• [WHAT THIS TASK INVOLVES]
When you copy the entries, keep every word exactly as it stands.

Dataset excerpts
______________________________
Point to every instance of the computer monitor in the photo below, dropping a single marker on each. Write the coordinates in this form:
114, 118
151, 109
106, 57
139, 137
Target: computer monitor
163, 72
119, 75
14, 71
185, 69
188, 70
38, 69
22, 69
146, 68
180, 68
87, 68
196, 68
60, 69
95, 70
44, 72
______________________________
• [SOLVED PROBLEM]
Point to every instance of the computer monitor in the photo below, dropping a single marker on each. Write the coordinates in this form:
114, 118
151, 109
106, 57
139, 137
Target: computer monitor
163, 72
119, 75
14, 71
185, 69
188, 70
38, 69
22, 69
146, 68
180, 68
87, 68
196, 68
60, 69
95, 70
44, 72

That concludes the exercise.